(Text)
Start

Multidimensional Spatial Data Structures:Introduction and Point Data
Introduction
The representation of multidimensional data is an important issue in applications in di- verse fields that include database management systems (Chapter 60), computer graphics (Chapter 54), computer vision, computational geometry (Chapters 62, 63 and 64), image processing (Chapter 57), geographic information systems (GIS) (Chapter 55), pattern recognition, VLSI design (Chapter 52), and others. The most common definition of multidimensional data is a collection of points in a higher dimensional space. These points can represent locations and objects in space as well as more general records where only some, or even none, of the attributes are locational. As an example of non locational point data, consider an employee record which has attributes corresponding to the employee’s name, address, sex, age, height, weight, and social security number. Such records arise in database management systems and can be treated as points in, for this example, a seven-dimensional space (i.e., there is one dimension for each attribute) albeit the different dimensions have different type units (i.e., name and address are strings of characters, sex is binary; while age, height, weight, and social security number are numbers).
When multidimensional data corresponds to locational data, we have the additional prop- erty that all of the attributes have the same unit which is distance in space. In this case, we can combine the distance-denominated attributes and pose queries that involve proximity. For example, we may wish to find the closest city to Chicago within the two-dimensional space from which the locations of the cities are drawn. Another query seeks to find all cities within 50 miles of Chicago. In contrast, such queries are not very meaningful when the attributes do not have the same type.
When multidimensional data spans a continuous physical space (i.e., an infinite collection of locations), the issues become more interesting. In particular, we are no longer just interested in the locations of objects, but, in addition, we are also interested in the space that they occupy (i.e., their extent). Some example objects include lines (e.g., roads, rivers), regions (e.g., lakes, counties, buildings, crop maps, polygons, polyhedra), rectangles, and surfaces. The objects may be disjoint or could even overlap. One way to deal with such data is to store it explicitly by parameterizing it and thereby reduce it to a point in a higher dimensional space. For example, a line in two-dimensional space can be represented by the coordinate values of its endpoints (i.e., a pair of x and a pair of y coordinate values) and then stored as a point in a four-dimensional space (e.g., [33]). Thus, in effect, we have constructed a transformation (i.e., mapping) from a two-dimensional space (i.e., the space from which the lines are drawn) to a four-dimensional space (i.e., the space containing the representative point corresponding to the line).

End

(Rows from a data collection)

Start

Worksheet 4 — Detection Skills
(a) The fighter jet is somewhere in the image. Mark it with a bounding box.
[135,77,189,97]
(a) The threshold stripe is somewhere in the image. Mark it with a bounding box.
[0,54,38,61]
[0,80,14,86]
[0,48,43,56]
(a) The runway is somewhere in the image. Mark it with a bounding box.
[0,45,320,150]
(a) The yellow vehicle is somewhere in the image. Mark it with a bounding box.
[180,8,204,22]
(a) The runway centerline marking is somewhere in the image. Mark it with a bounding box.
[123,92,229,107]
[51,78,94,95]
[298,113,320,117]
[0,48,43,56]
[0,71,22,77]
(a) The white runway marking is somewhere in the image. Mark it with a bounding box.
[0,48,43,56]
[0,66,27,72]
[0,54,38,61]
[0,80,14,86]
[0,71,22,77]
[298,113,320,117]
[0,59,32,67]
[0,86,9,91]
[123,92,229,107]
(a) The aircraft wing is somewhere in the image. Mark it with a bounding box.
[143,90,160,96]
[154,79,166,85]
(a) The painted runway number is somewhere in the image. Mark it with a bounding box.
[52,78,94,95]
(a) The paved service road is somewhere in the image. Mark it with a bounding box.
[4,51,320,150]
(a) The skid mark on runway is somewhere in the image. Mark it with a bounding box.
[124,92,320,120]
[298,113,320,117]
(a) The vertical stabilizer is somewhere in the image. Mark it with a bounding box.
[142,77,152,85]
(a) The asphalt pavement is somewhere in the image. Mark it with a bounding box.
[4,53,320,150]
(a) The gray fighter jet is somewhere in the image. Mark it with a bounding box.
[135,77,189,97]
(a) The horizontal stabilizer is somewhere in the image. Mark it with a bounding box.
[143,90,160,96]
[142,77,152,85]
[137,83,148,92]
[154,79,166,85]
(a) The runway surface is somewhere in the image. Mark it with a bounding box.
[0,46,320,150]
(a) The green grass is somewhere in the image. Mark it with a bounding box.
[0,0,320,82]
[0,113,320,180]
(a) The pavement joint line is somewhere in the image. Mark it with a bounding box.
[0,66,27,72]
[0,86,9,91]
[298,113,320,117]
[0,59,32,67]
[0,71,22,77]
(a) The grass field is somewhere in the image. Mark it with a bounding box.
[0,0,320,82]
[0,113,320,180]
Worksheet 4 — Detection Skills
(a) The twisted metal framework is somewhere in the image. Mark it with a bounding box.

End

(Jobs)
1 - Answer these questions from the text on multidimensional spatial data:
(a) In the employee-record example, how many dimensions does the space have?
(b) Within how many miles of Chicago does the example query seek all cities?
(c) A line in two-dimensional space is stored as a point in a space of how many dimensions?
2 - Present, as a numbered list, the rows from the line with "(a) The runway surface" up to and including the final line of the rows, leaving out any blank lines.

(Task-by-task answers)
1 -
(a) Seven
(b) 50 miles
(c) Four

2 -
1. (a) The runway surface is somewhere in the image. Mark it with a bounding box.
2. [0,46,320,150]
3. (a) The green grass is somewhere in the image. Mark it with a bounding box.
4. [0,0,320,82]
5. [0,113,320,180]
6. (a) The pavement joint line is somewhere in the image. Mark it with a bounding box.
7. [0,66,27,72]
8. [0,86,9,91]
9. [298,113,320,117]
10. [0,59,32,67]
11. [0,71,22,77]
12. (a) The grass field is somewhere in the image. Mark it with a bounding box.
13. [0,0,320,82]
14. [0,113,320,180]
15. Worksheet 4 — Detection Skills
16. (a) The twisted metal framework is somewhere in the image. Mark it with a bounding box.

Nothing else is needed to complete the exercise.